*Problem requirements*. Rewrite the lines below, from the line that contains "Would it be possible for you to locate the sign" through the line that contains "2, 0, 240, 17", inclusive, substituting "four coordinates" for every instance of "four numbers" and leaving everything else unchanged. Give only those lines, without the pictures.

──────

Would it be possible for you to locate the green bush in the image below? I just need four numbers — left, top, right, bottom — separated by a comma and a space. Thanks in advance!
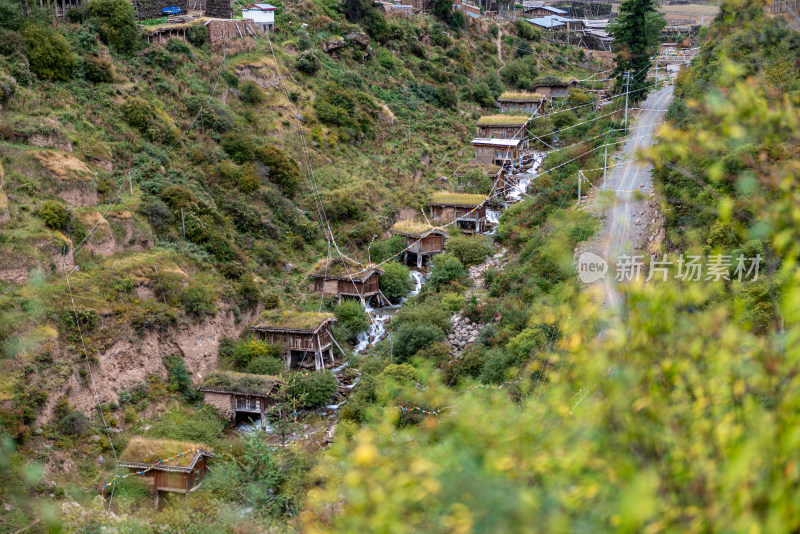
428, 253, 467, 289
239, 80, 266, 105
378, 261, 414, 300
221, 133, 256, 164
255, 145, 300, 197
180, 282, 217, 318
447, 234, 492, 267
295, 50, 320, 75
284, 369, 338, 408
86, 0, 139, 54
22, 26, 76, 81
334, 300, 369, 340
392, 323, 445, 363
83, 56, 115, 83
37, 200, 72, 230
186, 24, 208, 48
162, 354, 203, 402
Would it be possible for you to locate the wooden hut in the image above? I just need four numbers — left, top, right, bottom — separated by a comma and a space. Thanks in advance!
430, 191, 486, 234
478, 115, 530, 148
472, 137, 522, 165
389, 219, 447, 268
309, 258, 390, 306
197, 370, 283, 423
253, 310, 344, 371
497, 91, 546, 115
119, 438, 214, 506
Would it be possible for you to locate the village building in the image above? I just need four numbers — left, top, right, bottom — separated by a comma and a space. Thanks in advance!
119, 438, 214, 507
472, 137, 522, 165
453, 0, 481, 19
478, 115, 530, 148
497, 91, 546, 115
252, 310, 344, 371
430, 191, 486, 234
309, 258, 390, 306
389, 219, 447, 268
533, 80, 578, 98
197, 370, 283, 423
242, 4, 276, 32
526, 15, 584, 32
522, 2, 569, 17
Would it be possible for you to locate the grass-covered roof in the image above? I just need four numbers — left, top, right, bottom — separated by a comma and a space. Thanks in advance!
389, 219, 438, 235
120, 437, 211, 467
498, 91, 544, 102
478, 115, 530, 126
255, 310, 334, 331
199, 370, 283, 395
431, 191, 486, 207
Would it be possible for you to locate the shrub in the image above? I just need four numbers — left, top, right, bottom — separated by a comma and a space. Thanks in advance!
436, 86, 458, 109
378, 261, 414, 299
447, 234, 492, 267
83, 56, 115, 83
86, 0, 139, 54
334, 300, 369, 340
284, 369, 338, 408
295, 50, 320, 75
428, 253, 467, 289
22, 26, 75, 81
255, 146, 300, 197
393, 323, 445, 363
180, 282, 217, 317
37, 200, 72, 230
239, 80, 266, 105
139, 197, 172, 232
221, 133, 256, 164
186, 24, 208, 48
162, 354, 202, 402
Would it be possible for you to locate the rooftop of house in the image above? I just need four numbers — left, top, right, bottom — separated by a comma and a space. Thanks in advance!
309, 258, 383, 280
472, 137, 522, 148
389, 219, 444, 236
478, 115, 530, 126
431, 191, 486, 208
198, 370, 283, 395
497, 91, 545, 102
253, 310, 336, 332
120, 437, 212, 468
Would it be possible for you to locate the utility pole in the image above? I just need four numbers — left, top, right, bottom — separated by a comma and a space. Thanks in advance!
625, 70, 631, 133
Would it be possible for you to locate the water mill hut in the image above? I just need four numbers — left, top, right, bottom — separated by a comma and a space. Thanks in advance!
478, 115, 530, 148
119, 437, 214, 507
309, 258, 391, 306
430, 191, 486, 234
253, 310, 344, 371
389, 219, 447, 268
197, 370, 283, 424
497, 91, 546, 115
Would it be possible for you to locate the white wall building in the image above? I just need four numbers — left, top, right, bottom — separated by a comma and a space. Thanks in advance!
242, 4, 275, 31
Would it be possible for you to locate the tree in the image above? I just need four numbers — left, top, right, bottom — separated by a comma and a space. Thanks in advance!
608, 0, 665, 101
86, 0, 139, 54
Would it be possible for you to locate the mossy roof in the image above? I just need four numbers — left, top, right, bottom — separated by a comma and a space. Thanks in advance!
478, 115, 530, 126
389, 219, 443, 236
498, 91, 544, 102
309, 258, 382, 280
198, 370, 283, 395
254, 310, 336, 332
120, 437, 211, 467
431, 191, 486, 207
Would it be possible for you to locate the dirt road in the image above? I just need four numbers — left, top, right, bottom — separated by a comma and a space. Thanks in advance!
595, 86, 673, 308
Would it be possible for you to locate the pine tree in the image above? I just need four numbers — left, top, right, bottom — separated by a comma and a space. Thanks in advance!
609, 0, 665, 101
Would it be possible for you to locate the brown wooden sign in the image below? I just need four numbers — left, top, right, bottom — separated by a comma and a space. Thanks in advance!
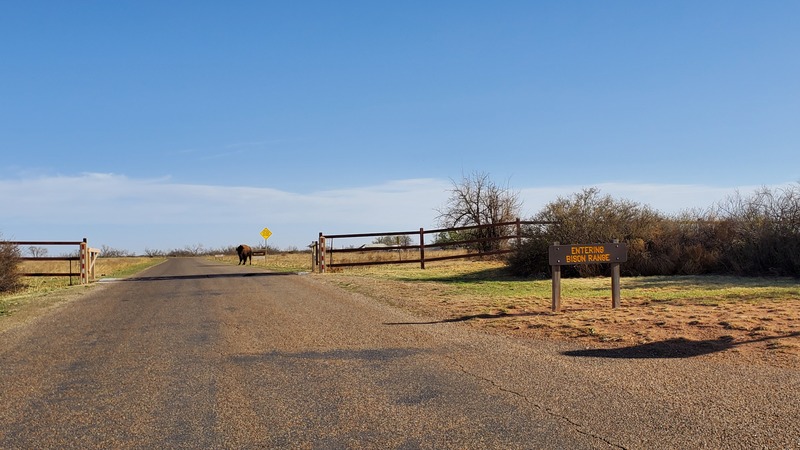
550, 242, 628, 266
550, 242, 628, 311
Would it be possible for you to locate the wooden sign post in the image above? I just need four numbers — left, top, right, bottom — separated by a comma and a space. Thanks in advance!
549, 239, 628, 312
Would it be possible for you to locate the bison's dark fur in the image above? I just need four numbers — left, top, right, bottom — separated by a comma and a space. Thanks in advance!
236, 244, 253, 266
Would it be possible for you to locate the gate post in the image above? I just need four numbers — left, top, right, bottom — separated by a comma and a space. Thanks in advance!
80, 238, 89, 284
419, 228, 425, 269
318, 232, 325, 273
550, 242, 561, 312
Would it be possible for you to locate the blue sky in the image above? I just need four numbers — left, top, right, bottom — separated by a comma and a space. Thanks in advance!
0, 0, 800, 252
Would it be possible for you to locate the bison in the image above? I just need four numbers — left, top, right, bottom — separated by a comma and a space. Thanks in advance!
236, 244, 253, 266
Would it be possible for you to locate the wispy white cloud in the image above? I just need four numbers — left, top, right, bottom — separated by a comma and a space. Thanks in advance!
0, 173, 788, 251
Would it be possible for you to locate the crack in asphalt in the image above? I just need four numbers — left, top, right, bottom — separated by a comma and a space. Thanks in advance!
447, 356, 627, 450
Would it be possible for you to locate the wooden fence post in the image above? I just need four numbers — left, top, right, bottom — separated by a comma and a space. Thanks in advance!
550, 242, 561, 312
419, 228, 425, 269
611, 239, 620, 308
80, 238, 89, 284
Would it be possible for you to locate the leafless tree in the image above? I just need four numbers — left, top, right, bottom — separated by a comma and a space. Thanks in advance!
437, 172, 522, 250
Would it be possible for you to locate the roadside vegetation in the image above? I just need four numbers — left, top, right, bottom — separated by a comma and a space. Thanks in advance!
508, 184, 800, 277
0, 178, 800, 366
319, 260, 800, 367
0, 257, 164, 316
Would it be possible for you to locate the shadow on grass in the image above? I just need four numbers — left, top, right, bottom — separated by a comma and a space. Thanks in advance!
562, 333, 800, 359
397, 267, 531, 283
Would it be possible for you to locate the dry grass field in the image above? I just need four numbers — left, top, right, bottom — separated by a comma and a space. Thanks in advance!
0, 253, 800, 367
217, 254, 800, 367
0, 257, 164, 320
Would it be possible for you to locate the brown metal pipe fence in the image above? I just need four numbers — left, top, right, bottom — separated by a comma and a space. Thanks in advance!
311, 219, 556, 273
4, 238, 100, 284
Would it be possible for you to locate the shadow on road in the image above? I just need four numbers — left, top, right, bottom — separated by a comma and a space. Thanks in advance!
383, 312, 549, 325
126, 272, 296, 281
562, 333, 800, 359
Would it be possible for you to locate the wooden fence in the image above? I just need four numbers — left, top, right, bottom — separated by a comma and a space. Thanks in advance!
311, 219, 556, 273
6, 238, 100, 284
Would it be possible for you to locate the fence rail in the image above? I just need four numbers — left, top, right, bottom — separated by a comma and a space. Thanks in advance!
4, 238, 100, 284
311, 219, 557, 273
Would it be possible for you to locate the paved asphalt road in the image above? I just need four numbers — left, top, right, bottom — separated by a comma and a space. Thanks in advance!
0, 259, 800, 449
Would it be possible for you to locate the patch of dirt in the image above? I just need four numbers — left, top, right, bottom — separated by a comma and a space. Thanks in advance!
323, 274, 800, 368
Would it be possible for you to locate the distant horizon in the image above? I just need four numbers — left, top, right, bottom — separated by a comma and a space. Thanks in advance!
0, 0, 800, 253
0, 174, 795, 255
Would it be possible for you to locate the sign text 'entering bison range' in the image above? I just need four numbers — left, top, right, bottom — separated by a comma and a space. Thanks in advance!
549, 242, 628, 266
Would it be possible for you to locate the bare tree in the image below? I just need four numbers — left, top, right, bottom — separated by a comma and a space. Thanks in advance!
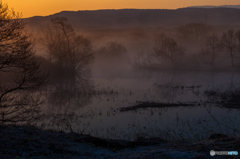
235, 30, 240, 52
207, 33, 219, 67
0, 2, 46, 123
220, 30, 237, 66
153, 33, 185, 67
43, 17, 94, 73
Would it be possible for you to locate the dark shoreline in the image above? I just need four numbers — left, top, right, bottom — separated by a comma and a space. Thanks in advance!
0, 125, 240, 158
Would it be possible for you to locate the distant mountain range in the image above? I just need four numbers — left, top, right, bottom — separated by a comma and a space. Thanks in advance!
27, 6, 240, 30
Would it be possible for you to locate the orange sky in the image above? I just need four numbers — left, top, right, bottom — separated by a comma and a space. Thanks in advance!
2, 0, 240, 17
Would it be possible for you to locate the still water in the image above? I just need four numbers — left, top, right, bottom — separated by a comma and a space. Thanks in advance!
36, 71, 240, 140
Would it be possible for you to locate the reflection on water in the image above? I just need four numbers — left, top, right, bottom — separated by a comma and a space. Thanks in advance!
37, 72, 240, 140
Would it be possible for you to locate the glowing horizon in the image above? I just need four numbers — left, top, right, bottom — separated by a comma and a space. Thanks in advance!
2, 0, 240, 18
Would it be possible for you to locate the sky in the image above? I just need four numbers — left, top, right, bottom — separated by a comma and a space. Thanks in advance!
3, 0, 240, 18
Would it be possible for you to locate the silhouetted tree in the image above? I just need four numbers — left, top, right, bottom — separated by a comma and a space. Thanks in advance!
235, 30, 240, 52
207, 33, 219, 67
220, 30, 237, 66
0, 2, 46, 123
153, 33, 185, 67
43, 17, 94, 73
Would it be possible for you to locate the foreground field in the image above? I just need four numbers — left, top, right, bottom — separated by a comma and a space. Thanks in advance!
0, 125, 240, 159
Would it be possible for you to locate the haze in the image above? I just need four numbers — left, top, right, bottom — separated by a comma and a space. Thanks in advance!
4, 0, 239, 18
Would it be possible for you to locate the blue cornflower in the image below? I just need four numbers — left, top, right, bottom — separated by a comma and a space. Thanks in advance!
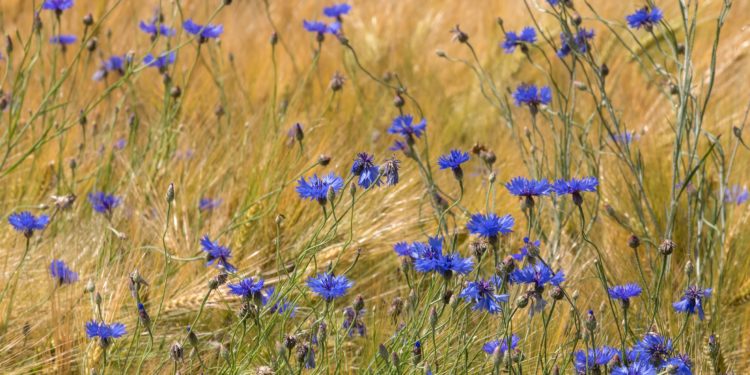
438, 150, 469, 180
609, 283, 641, 308
510, 262, 565, 287
466, 214, 515, 238
672, 285, 711, 320
633, 332, 672, 365
611, 361, 656, 375
138, 20, 175, 37
458, 276, 508, 314
42, 0, 73, 14
724, 185, 750, 206
92, 56, 126, 81
626, 7, 664, 31
437, 253, 474, 276
505, 177, 552, 199
513, 83, 552, 113
552, 177, 599, 206
511, 237, 542, 262
381, 158, 401, 186
323, 3, 352, 21
143, 52, 176, 72
297, 172, 344, 204
261, 287, 297, 317
182, 19, 224, 43
8, 211, 49, 238
659, 354, 693, 375
201, 235, 237, 272
502, 27, 536, 53
352, 152, 380, 189
388, 115, 427, 141
307, 273, 354, 302
198, 197, 222, 211
575, 346, 619, 374
227, 277, 264, 300
341, 306, 367, 337
482, 335, 521, 355
86, 320, 127, 346
49, 259, 78, 285
302, 20, 341, 37
557, 28, 595, 58
49, 34, 78, 47
88, 191, 122, 216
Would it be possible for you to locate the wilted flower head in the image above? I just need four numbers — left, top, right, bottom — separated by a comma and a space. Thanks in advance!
88, 192, 122, 215
557, 28, 594, 58
138, 19, 175, 37
466, 213, 515, 238
8, 211, 49, 238
323, 3, 352, 21
182, 19, 224, 43
297, 172, 344, 204
672, 285, 711, 320
352, 152, 380, 189
502, 27, 536, 53
513, 83, 552, 110
143, 52, 176, 71
482, 335, 521, 355
626, 7, 664, 31
201, 235, 237, 272
458, 276, 508, 314
49, 259, 78, 285
307, 273, 354, 301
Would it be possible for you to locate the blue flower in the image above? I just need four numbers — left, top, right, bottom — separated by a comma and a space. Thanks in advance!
672, 285, 711, 320
575, 346, 619, 374
341, 306, 367, 337
352, 152, 380, 189
724, 185, 750, 206
557, 28, 594, 58
633, 332, 672, 365
482, 335, 521, 355
438, 150, 469, 171
143, 52, 176, 71
8, 211, 49, 238
49, 259, 78, 285
608, 283, 641, 304
458, 276, 508, 314
201, 235, 237, 272
42, 0, 73, 13
86, 320, 127, 342
88, 192, 122, 215
323, 3, 352, 19
302, 20, 341, 35
659, 354, 693, 375
466, 214, 515, 238
511, 237, 542, 262
49, 35, 78, 46
626, 7, 664, 31
182, 19, 224, 43
307, 273, 354, 302
138, 20, 175, 37
510, 262, 565, 287
513, 83, 552, 109
297, 172, 344, 204
227, 277, 263, 299
611, 361, 656, 375
388, 115, 427, 141
198, 197, 222, 211
505, 177, 552, 198
502, 27, 536, 53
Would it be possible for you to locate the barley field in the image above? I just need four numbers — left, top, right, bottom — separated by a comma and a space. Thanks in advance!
0, 0, 750, 375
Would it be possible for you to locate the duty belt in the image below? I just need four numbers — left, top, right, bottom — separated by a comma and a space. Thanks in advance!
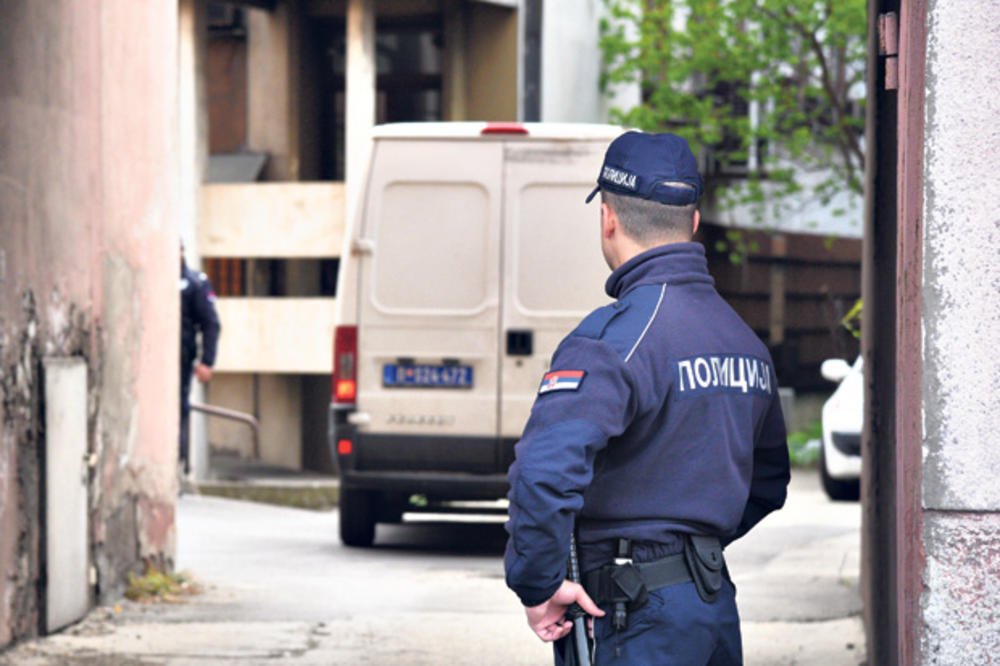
583, 535, 727, 629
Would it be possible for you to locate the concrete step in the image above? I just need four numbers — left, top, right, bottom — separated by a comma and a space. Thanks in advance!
182, 458, 340, 510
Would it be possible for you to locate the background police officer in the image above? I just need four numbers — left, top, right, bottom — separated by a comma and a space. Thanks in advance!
178, 243, 222, 474
504, 132, 789, 665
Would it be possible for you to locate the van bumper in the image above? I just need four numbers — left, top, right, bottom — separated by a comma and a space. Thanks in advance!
328, 408, 516, 500
340, 466, 510, 500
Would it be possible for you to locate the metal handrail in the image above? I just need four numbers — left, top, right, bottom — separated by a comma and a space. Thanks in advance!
191, 402, 260, 460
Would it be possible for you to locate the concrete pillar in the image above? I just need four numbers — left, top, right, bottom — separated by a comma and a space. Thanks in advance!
344, 0, 375, 224
916, 0, 1000, 664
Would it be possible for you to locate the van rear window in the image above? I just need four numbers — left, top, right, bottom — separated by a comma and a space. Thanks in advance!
373, 182, 496, 314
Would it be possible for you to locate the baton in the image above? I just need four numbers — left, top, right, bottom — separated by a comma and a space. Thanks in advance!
568, 534, 590, 666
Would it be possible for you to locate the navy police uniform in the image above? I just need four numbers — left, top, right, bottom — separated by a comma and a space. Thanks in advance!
504, 135, 789, 665
179, 259, 222, 472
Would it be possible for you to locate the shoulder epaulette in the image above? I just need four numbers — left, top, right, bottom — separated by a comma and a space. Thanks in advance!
571, 301, 628, 340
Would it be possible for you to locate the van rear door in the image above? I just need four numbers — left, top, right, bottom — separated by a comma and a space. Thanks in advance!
357, 138, 502, 472
500, 139, 610, 448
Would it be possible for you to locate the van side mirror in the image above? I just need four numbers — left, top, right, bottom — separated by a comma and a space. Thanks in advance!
819, 358, 851, 382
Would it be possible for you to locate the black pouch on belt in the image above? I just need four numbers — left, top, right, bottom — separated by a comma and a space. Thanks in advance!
684, 534, 725, 603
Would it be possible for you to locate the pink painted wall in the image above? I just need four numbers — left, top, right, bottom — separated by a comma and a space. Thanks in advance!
0, 0, 179, 646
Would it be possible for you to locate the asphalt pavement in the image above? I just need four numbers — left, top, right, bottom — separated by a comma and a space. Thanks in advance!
0, 470, 865, 666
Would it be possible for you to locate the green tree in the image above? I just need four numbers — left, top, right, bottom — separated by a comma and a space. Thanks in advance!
601, 0, 866, 220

──────

*Correct output*.
Would it be possible for you to locate the sign text 'entering bison range' in the image above? I just need four coordinates — left, top, right, bottom — separated by a comma and a space. Thanks in advance!
549, 242, 628, 266
Would it be possible for you to locate the bare tree in the image below? I just need four coordinates — left, top, right, bottom — separated by a comma and a space. Thanks in advance!
235, 30, 240, 52
207, 33, 219, 67
0, 2, 46, 123
220, 30, 237, 66
153, 33, 185, 67
43, 17, 94, 73
Would it be possible for you to locate the dark shoreline in the image above? I just need four coordinates — left, top, right, bottom — separated by a comma and a space. Thanks in advance!
0, 125, 240, 158
Would it be possible for you to locate the distant mountain range in the image above? I just need four coordinates — left, top, right, bottom — separated by a comma and a space. Thanks in advance!
27, 6, 240, 30
Would it be possible for you to locate the orange sky in the image above? I just need four coordinates — left, top, right, bottom — separated by a comma and a space. Thanks in advance!
2, 0, 240, 17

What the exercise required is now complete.